## Exercise aim
Update the lines of data from the one containing "[locate] man in gray shirt (one point each)" through the end of the data, both included, so that "blue star logo" becomes "blue star emblem" and nothing else changes. Give only those lines.

....................

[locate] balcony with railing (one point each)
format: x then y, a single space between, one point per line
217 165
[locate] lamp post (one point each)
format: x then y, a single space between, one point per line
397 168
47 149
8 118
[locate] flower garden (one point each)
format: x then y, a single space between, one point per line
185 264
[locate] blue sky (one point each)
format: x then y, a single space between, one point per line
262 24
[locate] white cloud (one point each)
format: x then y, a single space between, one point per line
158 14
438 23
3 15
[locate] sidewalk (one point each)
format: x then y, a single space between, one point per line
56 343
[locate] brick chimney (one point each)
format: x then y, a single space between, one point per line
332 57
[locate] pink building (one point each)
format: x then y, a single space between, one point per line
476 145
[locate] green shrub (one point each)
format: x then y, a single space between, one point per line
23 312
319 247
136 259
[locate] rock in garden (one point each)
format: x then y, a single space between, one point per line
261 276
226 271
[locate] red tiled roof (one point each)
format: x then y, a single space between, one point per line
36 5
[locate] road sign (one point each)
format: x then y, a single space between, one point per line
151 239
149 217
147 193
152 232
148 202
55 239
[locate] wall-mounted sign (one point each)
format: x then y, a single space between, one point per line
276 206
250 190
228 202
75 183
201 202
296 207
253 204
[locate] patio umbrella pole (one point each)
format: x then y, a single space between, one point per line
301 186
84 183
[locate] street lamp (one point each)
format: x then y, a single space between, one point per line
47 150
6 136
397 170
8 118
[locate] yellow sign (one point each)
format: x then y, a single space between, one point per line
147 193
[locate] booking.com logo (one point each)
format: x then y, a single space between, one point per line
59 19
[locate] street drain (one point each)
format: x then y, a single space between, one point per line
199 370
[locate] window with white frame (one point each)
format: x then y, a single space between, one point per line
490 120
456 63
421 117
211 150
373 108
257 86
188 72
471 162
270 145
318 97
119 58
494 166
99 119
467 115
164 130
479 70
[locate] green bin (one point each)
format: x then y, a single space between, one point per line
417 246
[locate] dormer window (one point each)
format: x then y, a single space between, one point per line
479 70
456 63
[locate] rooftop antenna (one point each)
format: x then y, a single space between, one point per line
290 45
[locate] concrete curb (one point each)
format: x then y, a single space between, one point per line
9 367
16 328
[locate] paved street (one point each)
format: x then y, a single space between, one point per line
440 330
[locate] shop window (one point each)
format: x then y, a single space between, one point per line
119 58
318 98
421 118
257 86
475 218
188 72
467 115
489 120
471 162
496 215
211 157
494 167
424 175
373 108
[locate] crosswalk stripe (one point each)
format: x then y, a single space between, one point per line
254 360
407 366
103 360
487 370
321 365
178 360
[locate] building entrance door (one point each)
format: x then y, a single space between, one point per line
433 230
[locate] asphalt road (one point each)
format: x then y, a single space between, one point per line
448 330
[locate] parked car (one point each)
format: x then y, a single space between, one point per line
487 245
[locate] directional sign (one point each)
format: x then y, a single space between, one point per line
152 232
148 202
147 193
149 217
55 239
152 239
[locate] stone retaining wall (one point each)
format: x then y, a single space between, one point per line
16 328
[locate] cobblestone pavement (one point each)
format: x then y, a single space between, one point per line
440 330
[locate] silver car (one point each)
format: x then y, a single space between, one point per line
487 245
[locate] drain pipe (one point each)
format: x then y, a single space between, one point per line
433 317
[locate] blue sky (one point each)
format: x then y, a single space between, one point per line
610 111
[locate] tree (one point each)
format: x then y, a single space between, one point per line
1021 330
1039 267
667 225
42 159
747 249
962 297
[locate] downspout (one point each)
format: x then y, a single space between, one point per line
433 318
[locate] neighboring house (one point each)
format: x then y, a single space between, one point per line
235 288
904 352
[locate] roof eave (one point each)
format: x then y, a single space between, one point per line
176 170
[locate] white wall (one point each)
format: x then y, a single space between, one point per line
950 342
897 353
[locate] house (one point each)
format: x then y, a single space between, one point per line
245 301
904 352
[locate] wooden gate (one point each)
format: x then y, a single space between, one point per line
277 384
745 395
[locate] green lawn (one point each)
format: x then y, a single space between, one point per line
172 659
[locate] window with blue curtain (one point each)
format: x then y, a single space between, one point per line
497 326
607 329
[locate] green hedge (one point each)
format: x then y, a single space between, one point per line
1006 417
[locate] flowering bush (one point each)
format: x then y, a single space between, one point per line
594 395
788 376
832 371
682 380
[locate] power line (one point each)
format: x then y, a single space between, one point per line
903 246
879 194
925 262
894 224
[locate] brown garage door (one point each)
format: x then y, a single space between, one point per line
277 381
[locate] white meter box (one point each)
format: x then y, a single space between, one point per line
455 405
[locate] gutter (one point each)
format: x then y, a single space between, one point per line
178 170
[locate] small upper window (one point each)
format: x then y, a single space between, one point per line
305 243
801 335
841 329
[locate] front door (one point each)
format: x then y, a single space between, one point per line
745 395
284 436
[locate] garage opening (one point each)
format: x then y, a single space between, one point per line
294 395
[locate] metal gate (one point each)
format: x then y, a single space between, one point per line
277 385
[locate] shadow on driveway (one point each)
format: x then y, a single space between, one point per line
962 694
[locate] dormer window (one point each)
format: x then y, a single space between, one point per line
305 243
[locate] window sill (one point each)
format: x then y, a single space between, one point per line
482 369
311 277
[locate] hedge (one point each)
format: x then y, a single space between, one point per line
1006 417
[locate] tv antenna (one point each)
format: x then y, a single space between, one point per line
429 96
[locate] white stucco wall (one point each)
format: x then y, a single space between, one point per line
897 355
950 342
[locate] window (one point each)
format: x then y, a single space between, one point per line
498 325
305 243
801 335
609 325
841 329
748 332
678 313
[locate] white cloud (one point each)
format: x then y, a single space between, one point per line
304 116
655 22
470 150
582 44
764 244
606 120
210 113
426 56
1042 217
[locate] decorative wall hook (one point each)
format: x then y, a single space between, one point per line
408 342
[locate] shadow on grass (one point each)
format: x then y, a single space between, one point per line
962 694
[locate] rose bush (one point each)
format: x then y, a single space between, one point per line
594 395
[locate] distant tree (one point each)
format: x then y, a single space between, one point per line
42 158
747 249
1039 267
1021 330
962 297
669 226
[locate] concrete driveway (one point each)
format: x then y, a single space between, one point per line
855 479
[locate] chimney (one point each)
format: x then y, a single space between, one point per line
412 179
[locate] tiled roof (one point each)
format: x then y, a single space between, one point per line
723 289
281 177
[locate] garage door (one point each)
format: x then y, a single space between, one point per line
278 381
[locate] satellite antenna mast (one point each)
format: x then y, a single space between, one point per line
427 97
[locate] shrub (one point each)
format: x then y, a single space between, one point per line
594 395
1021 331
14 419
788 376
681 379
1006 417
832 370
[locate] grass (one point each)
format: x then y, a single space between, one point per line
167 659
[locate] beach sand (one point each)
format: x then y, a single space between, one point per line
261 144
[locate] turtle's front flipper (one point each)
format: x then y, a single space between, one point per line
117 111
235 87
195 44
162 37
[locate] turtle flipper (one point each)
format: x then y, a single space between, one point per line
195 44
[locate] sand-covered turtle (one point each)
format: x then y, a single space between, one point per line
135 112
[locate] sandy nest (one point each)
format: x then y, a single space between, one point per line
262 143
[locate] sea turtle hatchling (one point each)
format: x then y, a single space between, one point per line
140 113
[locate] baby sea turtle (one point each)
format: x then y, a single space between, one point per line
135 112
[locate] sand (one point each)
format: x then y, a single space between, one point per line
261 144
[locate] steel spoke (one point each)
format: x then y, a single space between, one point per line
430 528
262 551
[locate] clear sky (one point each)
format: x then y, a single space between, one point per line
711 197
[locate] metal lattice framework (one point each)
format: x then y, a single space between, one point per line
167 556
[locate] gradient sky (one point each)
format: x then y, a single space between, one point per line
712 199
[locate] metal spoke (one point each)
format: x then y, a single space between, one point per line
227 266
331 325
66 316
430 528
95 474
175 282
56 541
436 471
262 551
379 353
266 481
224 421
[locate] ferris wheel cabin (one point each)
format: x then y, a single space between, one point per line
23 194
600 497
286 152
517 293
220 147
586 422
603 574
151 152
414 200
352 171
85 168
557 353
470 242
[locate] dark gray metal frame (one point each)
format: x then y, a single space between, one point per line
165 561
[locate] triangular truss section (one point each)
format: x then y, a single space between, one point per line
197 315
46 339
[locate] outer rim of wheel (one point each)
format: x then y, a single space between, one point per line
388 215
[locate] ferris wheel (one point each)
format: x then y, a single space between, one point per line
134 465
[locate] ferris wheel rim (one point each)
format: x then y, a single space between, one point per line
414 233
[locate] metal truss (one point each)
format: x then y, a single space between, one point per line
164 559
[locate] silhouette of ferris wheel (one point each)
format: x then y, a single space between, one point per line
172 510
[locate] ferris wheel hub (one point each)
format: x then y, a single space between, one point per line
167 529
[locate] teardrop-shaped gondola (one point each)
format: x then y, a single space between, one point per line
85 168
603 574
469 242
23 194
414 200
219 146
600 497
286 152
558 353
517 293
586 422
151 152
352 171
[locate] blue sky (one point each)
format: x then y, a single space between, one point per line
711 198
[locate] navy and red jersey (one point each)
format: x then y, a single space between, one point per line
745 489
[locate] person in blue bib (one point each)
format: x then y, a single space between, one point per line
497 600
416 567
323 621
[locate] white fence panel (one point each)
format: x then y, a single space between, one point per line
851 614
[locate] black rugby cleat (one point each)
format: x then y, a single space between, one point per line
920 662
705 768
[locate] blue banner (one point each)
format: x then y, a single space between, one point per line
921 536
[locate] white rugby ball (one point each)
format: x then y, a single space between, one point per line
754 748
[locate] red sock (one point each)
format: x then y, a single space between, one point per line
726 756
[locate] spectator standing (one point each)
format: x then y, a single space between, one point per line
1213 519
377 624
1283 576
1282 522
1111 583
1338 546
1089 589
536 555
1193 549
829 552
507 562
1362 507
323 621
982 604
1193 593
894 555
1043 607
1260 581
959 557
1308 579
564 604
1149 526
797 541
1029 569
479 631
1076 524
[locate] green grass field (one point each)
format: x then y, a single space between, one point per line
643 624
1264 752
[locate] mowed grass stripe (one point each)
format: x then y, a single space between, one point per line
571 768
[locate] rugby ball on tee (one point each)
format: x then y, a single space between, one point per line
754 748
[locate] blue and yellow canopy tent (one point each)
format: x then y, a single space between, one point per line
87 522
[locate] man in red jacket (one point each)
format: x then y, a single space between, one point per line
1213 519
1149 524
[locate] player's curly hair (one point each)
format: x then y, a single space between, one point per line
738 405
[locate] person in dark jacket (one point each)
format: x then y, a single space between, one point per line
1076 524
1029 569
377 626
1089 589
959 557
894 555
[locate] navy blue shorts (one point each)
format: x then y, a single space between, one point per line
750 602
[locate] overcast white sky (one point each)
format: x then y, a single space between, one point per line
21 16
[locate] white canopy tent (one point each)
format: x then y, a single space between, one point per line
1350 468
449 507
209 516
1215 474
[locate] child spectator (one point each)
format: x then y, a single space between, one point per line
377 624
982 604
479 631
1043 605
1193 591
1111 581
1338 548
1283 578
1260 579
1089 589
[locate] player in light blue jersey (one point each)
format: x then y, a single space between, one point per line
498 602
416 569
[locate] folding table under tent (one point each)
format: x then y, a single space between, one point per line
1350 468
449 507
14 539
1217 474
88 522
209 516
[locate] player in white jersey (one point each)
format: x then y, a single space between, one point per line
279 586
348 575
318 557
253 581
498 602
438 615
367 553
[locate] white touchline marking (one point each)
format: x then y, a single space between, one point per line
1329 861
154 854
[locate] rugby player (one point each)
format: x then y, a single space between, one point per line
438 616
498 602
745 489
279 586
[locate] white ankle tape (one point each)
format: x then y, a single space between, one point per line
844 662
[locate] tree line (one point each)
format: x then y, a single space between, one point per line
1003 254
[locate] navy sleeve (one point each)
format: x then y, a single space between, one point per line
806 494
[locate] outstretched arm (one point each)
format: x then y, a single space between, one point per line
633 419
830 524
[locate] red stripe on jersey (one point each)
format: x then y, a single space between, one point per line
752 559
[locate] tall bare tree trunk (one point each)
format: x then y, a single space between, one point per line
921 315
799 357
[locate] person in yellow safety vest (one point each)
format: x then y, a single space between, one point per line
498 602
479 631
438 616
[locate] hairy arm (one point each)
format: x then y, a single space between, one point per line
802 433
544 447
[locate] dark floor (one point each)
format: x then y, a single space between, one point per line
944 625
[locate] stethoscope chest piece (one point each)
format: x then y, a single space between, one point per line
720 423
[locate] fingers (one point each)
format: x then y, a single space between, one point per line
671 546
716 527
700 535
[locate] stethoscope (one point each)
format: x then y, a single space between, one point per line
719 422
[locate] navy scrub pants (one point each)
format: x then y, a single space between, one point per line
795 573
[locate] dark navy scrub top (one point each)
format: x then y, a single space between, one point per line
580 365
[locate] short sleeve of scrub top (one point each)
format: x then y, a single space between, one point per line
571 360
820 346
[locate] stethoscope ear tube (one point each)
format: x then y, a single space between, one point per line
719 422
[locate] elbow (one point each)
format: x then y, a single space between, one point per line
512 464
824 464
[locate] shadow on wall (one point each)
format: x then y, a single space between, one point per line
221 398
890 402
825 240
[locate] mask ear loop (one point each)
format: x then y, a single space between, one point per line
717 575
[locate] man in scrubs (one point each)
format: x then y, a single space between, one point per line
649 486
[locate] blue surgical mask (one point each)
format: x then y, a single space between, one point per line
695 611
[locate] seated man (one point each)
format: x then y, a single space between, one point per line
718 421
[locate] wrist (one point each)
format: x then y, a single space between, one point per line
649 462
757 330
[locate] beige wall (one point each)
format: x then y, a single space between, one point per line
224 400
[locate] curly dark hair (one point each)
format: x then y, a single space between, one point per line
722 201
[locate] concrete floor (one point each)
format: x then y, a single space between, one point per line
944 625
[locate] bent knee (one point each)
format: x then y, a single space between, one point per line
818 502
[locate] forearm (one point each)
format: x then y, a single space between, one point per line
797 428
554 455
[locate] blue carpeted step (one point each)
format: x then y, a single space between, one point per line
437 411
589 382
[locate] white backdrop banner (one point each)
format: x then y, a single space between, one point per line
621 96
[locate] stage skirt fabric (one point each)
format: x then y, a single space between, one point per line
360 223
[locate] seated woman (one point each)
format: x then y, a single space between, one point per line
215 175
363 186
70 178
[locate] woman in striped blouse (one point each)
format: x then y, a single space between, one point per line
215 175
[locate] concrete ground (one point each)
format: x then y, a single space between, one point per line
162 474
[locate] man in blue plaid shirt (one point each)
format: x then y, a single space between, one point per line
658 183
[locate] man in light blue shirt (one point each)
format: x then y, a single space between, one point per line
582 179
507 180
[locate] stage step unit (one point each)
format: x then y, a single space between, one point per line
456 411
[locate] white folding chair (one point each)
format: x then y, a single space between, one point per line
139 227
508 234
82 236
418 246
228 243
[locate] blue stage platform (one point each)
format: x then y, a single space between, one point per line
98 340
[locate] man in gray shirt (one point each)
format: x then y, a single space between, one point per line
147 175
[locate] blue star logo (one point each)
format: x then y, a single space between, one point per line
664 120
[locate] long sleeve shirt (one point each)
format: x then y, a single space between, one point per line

....................

## Written solution
[locate] man in gray shirt (one point each)
format: x then y, a single space between, one point per line
147 175
[locate] blue star emblem (one point each)
format: x then y, a single space between, one point per line
664 120
[locate] long sleeve shirt (one point each)
format: x then y, a single space between, one point per line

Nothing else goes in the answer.